→ Activity: In the data below, the answer is the run of lines from the line containing "label: smokestack" through the line containing "label: wispy cloud", both included; print it exactly and nothing else.

→ Dataset records:
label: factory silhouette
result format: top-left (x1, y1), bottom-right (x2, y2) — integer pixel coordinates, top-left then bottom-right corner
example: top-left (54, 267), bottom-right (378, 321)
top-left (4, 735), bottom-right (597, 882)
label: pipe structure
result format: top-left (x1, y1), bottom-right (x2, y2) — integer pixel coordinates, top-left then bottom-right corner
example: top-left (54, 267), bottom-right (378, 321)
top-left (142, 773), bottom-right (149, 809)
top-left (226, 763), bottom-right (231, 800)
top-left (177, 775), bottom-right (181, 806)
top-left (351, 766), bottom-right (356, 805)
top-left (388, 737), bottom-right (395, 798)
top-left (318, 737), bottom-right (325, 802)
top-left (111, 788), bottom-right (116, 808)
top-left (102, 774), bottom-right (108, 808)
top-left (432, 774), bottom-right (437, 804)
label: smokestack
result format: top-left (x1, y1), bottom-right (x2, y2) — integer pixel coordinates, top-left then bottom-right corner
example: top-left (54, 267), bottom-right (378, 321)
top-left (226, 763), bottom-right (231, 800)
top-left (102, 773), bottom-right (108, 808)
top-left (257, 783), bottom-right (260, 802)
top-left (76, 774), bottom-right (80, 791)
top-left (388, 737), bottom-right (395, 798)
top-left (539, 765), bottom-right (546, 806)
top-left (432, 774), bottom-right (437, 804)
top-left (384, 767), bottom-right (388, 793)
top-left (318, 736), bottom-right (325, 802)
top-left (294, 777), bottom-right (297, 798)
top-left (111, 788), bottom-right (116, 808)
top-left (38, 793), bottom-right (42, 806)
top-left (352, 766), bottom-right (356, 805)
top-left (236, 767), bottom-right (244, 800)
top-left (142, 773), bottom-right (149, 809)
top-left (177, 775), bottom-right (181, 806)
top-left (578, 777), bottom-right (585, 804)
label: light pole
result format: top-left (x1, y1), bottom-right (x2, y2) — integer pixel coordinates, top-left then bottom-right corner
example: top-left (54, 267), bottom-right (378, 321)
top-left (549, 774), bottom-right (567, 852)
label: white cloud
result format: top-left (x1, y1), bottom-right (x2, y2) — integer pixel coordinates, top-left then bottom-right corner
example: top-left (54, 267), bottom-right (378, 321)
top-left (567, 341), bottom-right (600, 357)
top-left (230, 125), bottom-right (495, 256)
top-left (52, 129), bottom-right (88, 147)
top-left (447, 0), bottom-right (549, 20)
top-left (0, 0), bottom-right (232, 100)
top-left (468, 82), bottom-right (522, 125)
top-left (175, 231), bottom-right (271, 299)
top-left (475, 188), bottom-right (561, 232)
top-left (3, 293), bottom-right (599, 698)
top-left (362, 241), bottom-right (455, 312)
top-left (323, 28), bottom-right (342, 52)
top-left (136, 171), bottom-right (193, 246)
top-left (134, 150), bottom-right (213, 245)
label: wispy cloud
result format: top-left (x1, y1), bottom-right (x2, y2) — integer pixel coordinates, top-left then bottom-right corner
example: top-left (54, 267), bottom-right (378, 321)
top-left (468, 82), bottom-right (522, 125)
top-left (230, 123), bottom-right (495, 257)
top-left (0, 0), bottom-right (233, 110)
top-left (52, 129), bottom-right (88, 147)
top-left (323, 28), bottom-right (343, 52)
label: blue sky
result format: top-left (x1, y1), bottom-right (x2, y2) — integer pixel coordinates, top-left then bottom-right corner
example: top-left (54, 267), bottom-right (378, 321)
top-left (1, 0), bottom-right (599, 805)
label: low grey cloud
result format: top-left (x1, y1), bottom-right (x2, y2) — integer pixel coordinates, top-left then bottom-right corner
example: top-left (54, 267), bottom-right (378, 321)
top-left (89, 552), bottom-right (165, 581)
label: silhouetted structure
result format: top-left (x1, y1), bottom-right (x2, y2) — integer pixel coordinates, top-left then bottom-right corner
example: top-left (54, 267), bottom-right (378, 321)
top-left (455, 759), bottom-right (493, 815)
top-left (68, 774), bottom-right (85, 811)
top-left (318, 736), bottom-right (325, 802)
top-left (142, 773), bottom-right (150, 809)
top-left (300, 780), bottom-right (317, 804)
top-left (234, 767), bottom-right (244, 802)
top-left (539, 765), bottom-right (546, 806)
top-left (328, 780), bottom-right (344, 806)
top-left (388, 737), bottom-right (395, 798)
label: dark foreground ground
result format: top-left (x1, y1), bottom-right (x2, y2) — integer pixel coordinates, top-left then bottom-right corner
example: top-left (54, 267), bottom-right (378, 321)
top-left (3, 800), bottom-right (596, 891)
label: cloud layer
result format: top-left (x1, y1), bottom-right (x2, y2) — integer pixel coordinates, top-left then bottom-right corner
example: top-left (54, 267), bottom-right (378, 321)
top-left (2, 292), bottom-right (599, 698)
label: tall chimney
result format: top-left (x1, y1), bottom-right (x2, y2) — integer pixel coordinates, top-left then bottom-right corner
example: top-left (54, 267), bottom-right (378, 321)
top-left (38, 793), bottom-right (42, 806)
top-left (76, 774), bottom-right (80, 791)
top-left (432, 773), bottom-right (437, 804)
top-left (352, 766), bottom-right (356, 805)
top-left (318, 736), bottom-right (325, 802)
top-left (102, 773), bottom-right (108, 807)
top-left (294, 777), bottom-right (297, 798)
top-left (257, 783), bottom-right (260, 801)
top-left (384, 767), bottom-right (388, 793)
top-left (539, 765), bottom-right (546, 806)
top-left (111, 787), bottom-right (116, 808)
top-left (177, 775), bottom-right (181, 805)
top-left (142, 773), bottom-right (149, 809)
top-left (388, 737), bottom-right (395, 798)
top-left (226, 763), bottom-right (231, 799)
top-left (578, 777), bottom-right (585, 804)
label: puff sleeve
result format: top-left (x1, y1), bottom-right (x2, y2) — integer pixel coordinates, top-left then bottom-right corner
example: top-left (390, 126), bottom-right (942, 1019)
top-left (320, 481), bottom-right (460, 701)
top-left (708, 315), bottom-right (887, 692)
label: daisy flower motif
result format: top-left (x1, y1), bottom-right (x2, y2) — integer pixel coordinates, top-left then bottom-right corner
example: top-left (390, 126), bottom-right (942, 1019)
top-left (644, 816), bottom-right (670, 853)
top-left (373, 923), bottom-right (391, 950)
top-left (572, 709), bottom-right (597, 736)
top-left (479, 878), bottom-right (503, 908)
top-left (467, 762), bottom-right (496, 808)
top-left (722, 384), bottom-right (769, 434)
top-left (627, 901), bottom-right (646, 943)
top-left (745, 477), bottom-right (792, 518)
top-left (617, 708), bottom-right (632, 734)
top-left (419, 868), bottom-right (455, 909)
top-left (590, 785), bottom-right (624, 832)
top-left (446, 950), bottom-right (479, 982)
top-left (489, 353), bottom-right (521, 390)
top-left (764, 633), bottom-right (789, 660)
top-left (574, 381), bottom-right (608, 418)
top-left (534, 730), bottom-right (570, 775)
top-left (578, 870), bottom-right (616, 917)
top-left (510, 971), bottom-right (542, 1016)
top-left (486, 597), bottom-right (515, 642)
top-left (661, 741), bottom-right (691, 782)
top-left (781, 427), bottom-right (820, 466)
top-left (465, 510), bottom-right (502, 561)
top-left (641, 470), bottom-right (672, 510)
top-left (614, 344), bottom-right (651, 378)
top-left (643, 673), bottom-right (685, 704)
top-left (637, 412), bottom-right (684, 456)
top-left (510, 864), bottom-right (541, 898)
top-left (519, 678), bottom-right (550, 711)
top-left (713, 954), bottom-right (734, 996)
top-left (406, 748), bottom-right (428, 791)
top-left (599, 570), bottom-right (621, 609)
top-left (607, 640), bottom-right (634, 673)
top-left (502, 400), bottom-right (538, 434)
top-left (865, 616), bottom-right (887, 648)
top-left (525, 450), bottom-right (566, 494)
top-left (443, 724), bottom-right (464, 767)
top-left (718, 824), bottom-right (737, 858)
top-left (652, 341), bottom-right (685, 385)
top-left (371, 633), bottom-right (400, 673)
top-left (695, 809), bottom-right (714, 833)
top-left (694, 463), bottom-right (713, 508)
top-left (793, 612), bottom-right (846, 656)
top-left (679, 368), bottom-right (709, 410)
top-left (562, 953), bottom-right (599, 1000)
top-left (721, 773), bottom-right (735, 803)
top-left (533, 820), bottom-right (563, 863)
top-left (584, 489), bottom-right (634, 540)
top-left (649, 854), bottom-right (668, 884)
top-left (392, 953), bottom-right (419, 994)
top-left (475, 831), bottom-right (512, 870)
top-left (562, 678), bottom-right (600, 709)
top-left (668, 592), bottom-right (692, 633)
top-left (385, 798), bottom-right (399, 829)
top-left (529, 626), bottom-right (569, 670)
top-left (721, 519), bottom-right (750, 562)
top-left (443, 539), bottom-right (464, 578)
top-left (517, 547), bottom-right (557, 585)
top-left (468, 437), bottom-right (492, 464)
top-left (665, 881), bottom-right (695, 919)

→ Task solution:
label: smokestack
result format: top-left (x1, y1), bottom-right (x2, y2) — integer pixel coordinates, top-left then bottom-right corner
example: top-left (54, 267), bottom-right (378, 321)
top-left (226, 763), bottom-right (231, 800)
top-left (102, 773), bottom-right (108, 808)
top-left (257, 783), bottom-right (260, 802)
top-left (76, 774), bottom-right (80, 791)
top-left (388, 737), bottom-right (395, 798)
top-left (539, 765), bottom-right (546, 806)
top-left (432, 774), bottom-right (437, 804)
top-left (384, 767), bottom-right (388, 793)
top-left (318, 736), bottom-right (325, 802)
top-left (294, 777), bottom-right (297, 798)
top-left (111, 788), bottom-right (116, 808)
top-left (38, 793), bottom-right (42, 806)
top-left (352, 766), bottom-right (356, 805)
top-left (236, 767), bottom-right (244, 800)
top-left (142, 773), bottom-right (149, 809)
top-left (177, 775), bottom-right (181, 806)
top-left (578, 777), bottom-right (585, 804)
label: light pole
result format: top-left (x1, y1), bottom-right (x2, y2) — integer pixel coordinates, top-left then bottom-right corner
example: top-left (54, 267), bottom-right (378, 321)
top-left (549, 774), bottom-right (567, 852)
label: white cloud
result format: top-left (x1, y1), bottom-right (x2, y2) — integer pixel coordinates, top-left then bottom-right corner
example: top-left (54, 267), bottom-right (378, 321)
top-left (567, 341), bottom-right (600, 357)
top-left (230, 125), bottom-right (495, 256)
top-left (52, 129), bottom-right (88, 147)
top-left (447, 0), bottom-right (549, 20)
top-left (0, 0), bottom-right (232, 100)
top-left (468, 82), bottom-right (522, 125)
top-left (175, 231), bottom-right (271, 299)
top-left (475, 188), bottom-right (561, 232)
top-left (3, 293), bottom-right (599, 698)
top-left (362, 241), bottom-right (455, 312)
top-left (323, 28), bottom-right (342, 52)
top-left (136, 171), bottom-right (193, 246)
top-left (134, 150), bottom-right (213, 245)
label: wispy cloud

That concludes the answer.